Problem details:
From the first line to the last, retype the listing without any alteration.

Records for the exercise:
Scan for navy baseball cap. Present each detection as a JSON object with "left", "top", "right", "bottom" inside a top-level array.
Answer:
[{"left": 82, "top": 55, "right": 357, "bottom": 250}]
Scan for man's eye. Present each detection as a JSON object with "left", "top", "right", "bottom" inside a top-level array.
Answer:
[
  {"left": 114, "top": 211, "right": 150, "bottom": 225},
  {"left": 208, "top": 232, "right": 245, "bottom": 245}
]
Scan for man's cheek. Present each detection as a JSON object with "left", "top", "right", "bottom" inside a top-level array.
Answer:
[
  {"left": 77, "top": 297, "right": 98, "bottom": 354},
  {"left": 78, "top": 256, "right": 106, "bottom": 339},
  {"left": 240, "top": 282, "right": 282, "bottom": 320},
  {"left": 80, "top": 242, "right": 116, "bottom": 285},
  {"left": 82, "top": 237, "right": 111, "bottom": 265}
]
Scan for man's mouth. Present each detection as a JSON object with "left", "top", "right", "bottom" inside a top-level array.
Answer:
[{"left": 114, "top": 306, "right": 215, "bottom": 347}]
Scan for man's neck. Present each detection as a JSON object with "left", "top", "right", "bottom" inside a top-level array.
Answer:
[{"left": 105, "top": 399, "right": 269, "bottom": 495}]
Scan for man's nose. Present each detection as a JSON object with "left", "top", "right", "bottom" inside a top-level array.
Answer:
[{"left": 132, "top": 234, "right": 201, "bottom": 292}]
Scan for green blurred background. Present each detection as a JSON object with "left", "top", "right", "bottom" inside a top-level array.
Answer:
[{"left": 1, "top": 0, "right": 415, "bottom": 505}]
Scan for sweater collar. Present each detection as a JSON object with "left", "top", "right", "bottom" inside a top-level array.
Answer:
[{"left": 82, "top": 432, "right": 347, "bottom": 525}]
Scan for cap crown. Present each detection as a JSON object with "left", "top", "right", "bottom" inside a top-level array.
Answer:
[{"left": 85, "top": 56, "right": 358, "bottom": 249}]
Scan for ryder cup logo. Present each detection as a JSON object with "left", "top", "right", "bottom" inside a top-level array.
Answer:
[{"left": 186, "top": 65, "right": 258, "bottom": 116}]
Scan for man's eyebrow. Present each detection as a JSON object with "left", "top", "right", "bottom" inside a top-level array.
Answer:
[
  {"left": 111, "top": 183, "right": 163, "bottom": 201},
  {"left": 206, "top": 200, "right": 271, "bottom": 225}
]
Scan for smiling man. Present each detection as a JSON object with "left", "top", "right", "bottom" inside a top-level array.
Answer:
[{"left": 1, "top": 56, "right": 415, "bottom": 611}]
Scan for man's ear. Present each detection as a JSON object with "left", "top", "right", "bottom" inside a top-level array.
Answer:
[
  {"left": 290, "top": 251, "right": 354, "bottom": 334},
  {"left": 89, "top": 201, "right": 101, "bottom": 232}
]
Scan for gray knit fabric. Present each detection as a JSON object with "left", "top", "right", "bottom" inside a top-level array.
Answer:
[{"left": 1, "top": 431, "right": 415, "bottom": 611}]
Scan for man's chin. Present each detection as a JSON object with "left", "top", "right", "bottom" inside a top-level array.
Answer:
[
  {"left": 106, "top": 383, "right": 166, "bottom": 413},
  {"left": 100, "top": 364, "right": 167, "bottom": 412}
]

Finished task:
Scan for navy baseball cap. Present each detection as a JSON object with "left", "top", "right", "bottom" inside a top-level array.
Answer:
[{"left": 82, "top": 55, "right": 357, "bottom": 250}]
Scan for man's eye. Present each detection as a JSON object with "left", "top", "right", "bottom" inside a top-level array.
Answer:
[
  {"left": 114, "top": 211, "right": 150, "bottom": 225},
  {"left": 208, "top": 232, "right": 245, "bottom": 245}
]
Scan for man's cheek. Present each detection as a JSON object with "left", "top", "right", "bottom" inside a top-level array.
Answer:
[
  {"left": 77, "top": 297, "right": 98, "bottom": 354},
  {"left": 78, "top": 256, "right": 106, "bottom": 339},
  {"left": 240, "top": 282, "right": 282, "bottom": 320},
  {"left": 80, "top": 242, "right": 116, "bottom": 285},
  {"left": 82, "top": 237, "right": 111, "bottom": 265}
]
Scan for man's mouth. Present each detection as a JSON object with "left", "top", "right", "bottom" inside a top-level array.
Answer:
[{"left": 114, "top": 306, "right": 215, "bottom": 347}]
Scan for man's neck. Present each detection as a JSON object with "left", "top", "right", "bottom" inside a top-level array.
Answer:
[{"left": 105, "top": 399, "right": 269, "bottom": 495}]
Scan for man's nose. Present each detection as a JSON object with "left", "top", "right", "bottom" inside a top-level array.
Answer:
[{"left": 132, "top": 234, "right": 201, "bottom": 292}]
Scan for green blurred background. Present each detection as a JSON object with "left", "top", "right", "bottom" inside a top-level array.
Answer:
[{"left": 1, "top": 0, "right": 415, "bottom": 505}]
Scan for sweater collar. Present each detection as a JSON object with "left", "top", "right", "bottom" inside a top-level array.
Answer:
[{"left": 82, "top": 432, "right": 347, "bottom": 525}]
Scan for cap crown. Present each detection as a JSON object with "left", "top", "right", "bottom" inside a top-level array.
Answer:
[{"left": 85, "top": 56, "right": 358, "bottom": 249}]
Scan for ryder cup logo. Present each detection as a JSON object with "left", "top", "right", "bottom" inside a top-level array.
Answer:
[{"left": 186, "top": 65, "right": 258, "bottom": 116}]
Scan for man's eyebrow. Present each detection as a JSON object with "left", "top", "right", "bottom" inside a top-level array.
Answer:
[
  {"left": 111, "top": 183, "right": 163, "bottom": 201},
  {"left": 206, "top": 200, "right": 271, "bottom": 225}
]
Scan for smiling man. Present each detection as a JSON object with "left", "top", "right", "bottom" inside a top-level array.
Answer:
[{"left": 1, "top": 56, "right": 415, "bottom": 611}]
Scan for man's ear. Present each detection as a JSON object with "left", "top", "right", "bottom" inside a top-level array.
Answer:
[
  {"left": 290, "top": 251, "right": 354, "bottom": 334},
  {"left": 89, "top": 201, "right": 101, "bottom": 232}
]
Scan for gray knit fabric. Present each detection as a JSON object with "left", "top", "right", "bottom" inside a top-level array.
Answer:
[{"left": 1, "top": 431, "right": 415, "bottom": 611}]
Scan for man's chin. Present each detection as a JSON object with "left", "top", "right", "bottom" inside a top-level array.
Answer:
[
  {"left": 106, "top": 383, "right": 166, "bottom": 413},
  {"left": 100, "top": 364, "right": 167, "bottom": 412}
]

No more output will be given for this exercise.